Top of SOURCE INFORMATION
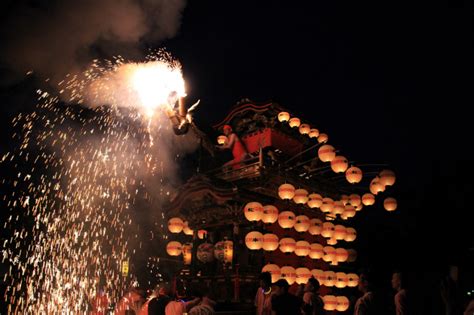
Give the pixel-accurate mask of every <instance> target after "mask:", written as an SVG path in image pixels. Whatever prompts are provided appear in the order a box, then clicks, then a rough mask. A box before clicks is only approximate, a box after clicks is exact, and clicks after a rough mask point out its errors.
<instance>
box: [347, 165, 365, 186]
mask: <svg viewBox="0 0 474 315" xmlns="http://www.w3.org/2000/svg"><path fill="white" fill-rule="evenodd" d="M346 179H347V181H348V182H349V183H351V184H357V183H360V181H361V180H362V170H361V169H360V168H358V167H355V166H352V167H349V168H348V169H347V171H346Z"/></svg>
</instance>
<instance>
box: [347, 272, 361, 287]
mask: <svg viewBox="0 0 474 315" xmlns="http://www.w3.org/2000/svg"><path fill="white" fill-rule="evenodd" d="M358 285H359V276H358V275H356V274H355V273H349V274H348V275H347V286H348V287H351V288H355V287H356V286H358Z"/></svg>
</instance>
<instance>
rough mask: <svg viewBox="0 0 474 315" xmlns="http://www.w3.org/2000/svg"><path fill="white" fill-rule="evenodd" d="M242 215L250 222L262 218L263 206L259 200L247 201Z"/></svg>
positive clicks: (255, 220) (259, 219) (260, 218)
mask: <svg viewBox="0 0 474 315" xmlns="http://www.w3.org/2000/svg"><path fill="white" fill-rule="evenodd" d="M244 215H245V218H246V219H247V220H249V221H250V222H257V221H260V220H261V219H262V216H263V206H262V204H261V203H260V202H249V203H247V204H246V205H245V207H244Z"/></svg>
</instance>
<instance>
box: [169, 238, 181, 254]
mask: <svg viewBox="0 0 474 315" xmlns="http://www.w3.org/2000/svg"><path fill="white" fill-rule="evenodd" d="M182 250H183V245H181V243H180V242H176V241H171V242H169V243H168V245H166V252H167V253H168V255H170V256H179V255H181V252H182Z"/></svg>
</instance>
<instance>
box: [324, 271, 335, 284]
mask: <svg viewBox="0 0 474 315" xmlns="http://www.w3.org/2000/svg"><path fill="white" fill-rule="evenodd" d="M324 275H325V276H326V280H325V281H324V285H325V286H327V287H332V286H334V285H335V284H336V273H335V272H334V271H325V272H324Z"/></svg>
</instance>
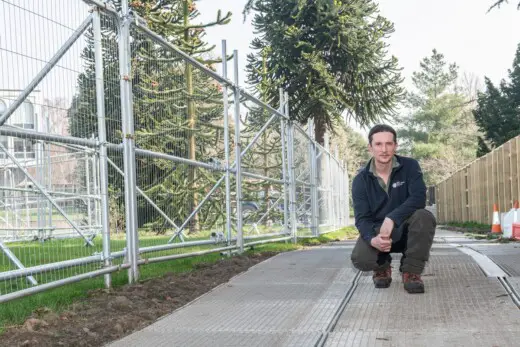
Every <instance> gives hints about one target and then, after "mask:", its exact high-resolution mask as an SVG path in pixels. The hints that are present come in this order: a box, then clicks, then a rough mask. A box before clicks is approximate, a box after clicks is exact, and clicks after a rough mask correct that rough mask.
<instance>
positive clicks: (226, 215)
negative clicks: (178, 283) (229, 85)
mask: <svg viewBox="0 0 520 347" xmlns="http://www.w3.org/2000/svg"><path fill="white" fill-rule="evenodd" d="M222 77H223V78H224V79H226V80H227V47H226V40H222ZM222 96H223V98H224V100H223V101H224V152H225V160H226V164H225V165H226V173H225V174H226V182H225V184H226V235H227V245H228V246H229V245H231V185H230V184H231V183H230V172H229V169H230V166H229V165H230V162H229V161H230V159H229V115H228V112H229V105H228V88H227V85H226V84H225V83H223V84H222Z"/></svg>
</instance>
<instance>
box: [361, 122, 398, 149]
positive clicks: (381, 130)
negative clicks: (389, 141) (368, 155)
mask: <svg viewBox="0 0 520 347" xmlns="http://www.w3.org/2000/svg"><path fill="white" fill-rule="evenodd" d="M383 132H388V133H392V134H393V135H394V142H395V143H397V133H396V132H395V130H394V128H392V127H391V126H390V125H386V124H377V125H374V126H373V127H372V129H370V131H369V132H368V143H369V144H372V137H373V135H374V134H377V133H383Z"/></svg>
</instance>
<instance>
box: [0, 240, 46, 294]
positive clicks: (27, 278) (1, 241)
mask: <svg viewBox="0 0 520 347" xmlns="http://www.w3.org/2000/svg"><path fill="white" fill-rule="evenodd" d="M0 249H1V250H2V251H3V252H4V254H5V255H6V256H7V258H9V259H10V260H11V261H12V262H13V264H14V265H16V266H17V267H18V268H19V269H21V270H23V269H25V266H24V265H23V264H22V262H21V261H20V260H19V259H18V258H17V257H16V255H15V254H14V253H13V252H11V250H10V249H9V247H7V246H6V245H4V244H3V242H2V241H0ZM27 281H29V282H30V283H31V284H32V285H33V286H35V285H37V284H38V282H37V281H36V280H35V279H34V277H33V276H30V275H29V276H27Z"/></svg>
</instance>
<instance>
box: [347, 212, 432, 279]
mask: <svg viewBox="0 0 520 347" xmlns="http://www.w3.org/2000/svg"><path fill="white" fill-rule="evenodd" d="M436 225H437V224H436V221H435V217H434V216H433V214H432V213H431V212H430V211H428V210H424V209H421V210H417V211H415V213H414V214H413V215H411V216H410V217H409V218H408V219H407V220H406V221H405V222H404V223H403V224H402V225H401V226H400V227H399V229H394V231H393V232H392V239H393V242H392V248H391V249H390V253H403V259H402V261H401V271H402V272H409V273H413V274H417V275H420V274H421V273H422V271H423V270H424V267H425V265H426V262H427V261H428V259H429V257H430V249H431V246H432V243H433V237H434V235H435V227H436ZM377 232H379V231H377ZM395 236H397V237H398V239H395ZM390 253H386V252H380V251H379V250H377V249H375V248H374V247H372V246H371V245H370V244H369V243H368V242H367V241H365V240H364V239H363V238H361V237H359V238H358V240H357V243H356V245H355V247H354V250H353V251H352V255H351V260H352V264H353V265H354V267H355V268H356V269H358V270H361V271H380V270H384V269H386V268H388V267H389V266H390V263H391V261H392V258H391V256H390Z"/></svg>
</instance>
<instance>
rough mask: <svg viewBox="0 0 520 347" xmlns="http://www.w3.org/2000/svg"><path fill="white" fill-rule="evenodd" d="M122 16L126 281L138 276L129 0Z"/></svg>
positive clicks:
Bottom of SOURCE INFORMATION
[WHAT NEEDS TO BE DONE] Write out the records exactly. Do not carry the pictures over.

[SOLVED EXERCISE]
Give the pixel-accurate mask of every <instance> target after "mask:", written as an SVG path in image pixels. Whatever prompts are provided appear in the order a box, then clicks, then a rough mask. A box before clicks is only approximate, a box after clicks is exact, and clicks after a rough mask point out its errors.
<instance>
box: [347, 165, 365, 186]
mask: <svg viewBox="0 0 474 315" xmlns="http://www.w3.org/2000/svg"><path fill="white" fill-rule="evenodd" d="M346 179H347V181H348V182H349V183H351V184H357V183H360V181H361V180H362V170H361V169H360V168H358V167H355V166H352V167H349V168H348V169H347V171H346Z"/></svg>
</instance>
<instance>
box: [347, 272, 361, 287]
mask: <svg viewBox="0 0 474 315" xmlns="http://www.w3.org/2000/svg"><path fill="white" fill-rule="evenodd" d="M358 285H359V276H358V275H356V274H355V273H349V274H348V275H347V286H348V287H351V288H355V287H356V286H358Z"/></svg>
</instance>
<instance>
rough mask: <svg viewBox="0 0 474 315" xmlns="http://www.w3.org/2000/svg"><path fill="white" fill-rule="evenodd" d="M242 215L250 222L262 218L263 206L259 200L247 201Z"/></svg>
positive clicks: (255, 220) (259, 219) (260, 218)
mask: <svg viewBox="0 0 474 315" xmlns="http://www.w3.org/2000/svg"><path fill="white" fill-rule="evenodd" d="M244 215H245V218H246V219H247V220H249V221H250V222H257V221H260V220H261V219H262V216H263V206H262V204H261V203H260V202H249V203H247V204H246V205H245V207H244Z"/></svg>
</instance>
<instance>
box: [169, 238, 181, 254]
mask: <svg viewBox="0 0 474 315" xmlns="http://www.w3.org/2000/svg"><path fill="white" fill-rule="evenodd" d="M182 250H183V245H181V243H180V242H176V241H171V242H169V243H168V245H166V252H167V253H168V255H170V256H179V255H181V252H182Z"/></svg>
</instance>
<instance>
box: [324, 271, 335, 284]
mask: <svg viewBox="0 0 474 315" xmlns="http://www.w3.org/2000/svg"><path fill="white" fill-rule="evenodd" d="M324 275H325V276H326V280H325V281H324V285H325V286H327V287H332V286H334V285H335V284H336V273H335V272H334V271H325V272H324Z"/></svg>
</instance>
Every <instance> gives hints about one target and then, after "mask:", its exact high-resolution mask as an SVG path in pixels. The hints that are present come in this order: a box, then clicks, then a rough mask. A box before clicks is approximate, a box after clicks is exact, and clicks after a rough mask correct that rough mask.
<instance>
positive clicks: (226, 215)
negative clicks: (178, 283) (229, 85)
mask: <svg viewBox="0 0 520 347" xmlns="http://www.w3.org/2000/svg"><path fill="white" fill-rule="evenodd" d="M222 77H223V78H224V79H226V80H227V47H226V40H222ZM222 96H223V98H224V100H223V101H224V152H225V160H226V164H225V165H226V173H225V174H226V182H225V184H226V235H227V245H228V246H229V245H231V185H230V184H231V183H230V172H229V169H230V166H229V165H230V162H229V161H230V159H229V115H228V112H229V105H228V88H227V85H226V84H225V83H223V84H222Z"/></svg>
</instance>
<instance>
box: [361, 122, 398, 149]
positive clicks: (381, 130)
negative clicks: (389, 141) (368, 155)
mask: <svg viewBox="0 0 520 347" xmlns="http://www.w3.org/2000/svg"><path fill="white" fill-rule="evenodd" d="M383 132H388V133H392V134H393V135H394V142H395V143H397V133H396V132H395V130H394V128H392V127H391V126H390V125H386V124H377V125H374V126H373V127H372V129H370V131H369V132H368V143H369V144H372V137H373V135H374V134H377V133H383Z"/></svg>
</instance>
<instance>
box: [0, 240, 46, 294]
positive clicks: (27, 278) (1, 241)
mask: <svg viewBox="0 0 520 347" xmlns="http://www.w3.org/2000/svg"><path fill="white" fill-rule="evenodd" d="M0 249H1V250H2V251H3V252H4V254H5V255H6V256H7V258H9V259H10V260H11V261H12V262H13V264H14V265H16V266H17V267H18V268H19V269H21V270H23V269H25V266H24V265H23V264H22V262H21V261H20V260H19V259H18V258H17V257H16V255H15V254H14V253H13V252H11V250H10V249H9V247H7V246H6V245H4V244H3V242H2V241H0ZM27 281H29V282H30V283H31V284H32V285H33V286H35V285H37V284H38V282H37V281H36V280H35V279H34V277H33V276H30V275H29V276H27Z"/></svg>
</instance>
<instance>
box: [347, 212, 432, 279]
mask: <svg viewBox="0 0 520 347" xmlns="http://www.w3.org/2000/svg"><path fill="white" fill-rule="evenodd" d="M436 225H437V224H436V221H435V217H434V216H433V214H432V213H431V212H430V211H428V210H424V209H421V210H417V211H415V213H414V214H413V215H411V216H410V217H409V218H408V219H407V220H406V221H405V222H404V223H403V224H402V225H401V226H400V227H399V229H394V231H393V232H392V239H393V242H392V248H391V249H390V253H403V259H402V261H401V271H402V272H409V273H413V274H417V275H420V274H421V273H422V271H423V270H424V267H425V265H426V262H427V261H428V259H429V257H430V249H431V246H432V243H433V237H434V235H435V227H436ZM377 232H379V231H377ZM395 236H397V237H398V239H395ZM390 253H386V252H380V251H379V250H377V249H375V248H374V247H372V246H371V245H370V244H369V243H368V242H367V241H365V240H364V239H363V238H361V237H359V238H358V240H357V243H356V245H355V247H354V250H353V251H352V255H351V260H352V264H353V265H354V267H355V268H356V269H358V270H361V271H380V270H384V269H386V268H388V267H389V266H390V263H391V261H392V258H391V256H390Z"/></svg>
</instance>
<instance>
rough mask: <svg viewBox="0 0 520 347" xmlns="http://www.w3.org/2000/svg"><path fill="white" fill-rule="evenodd" d="M122 16L126 281L138 276L129 0Z"/></svg>
positive clicks:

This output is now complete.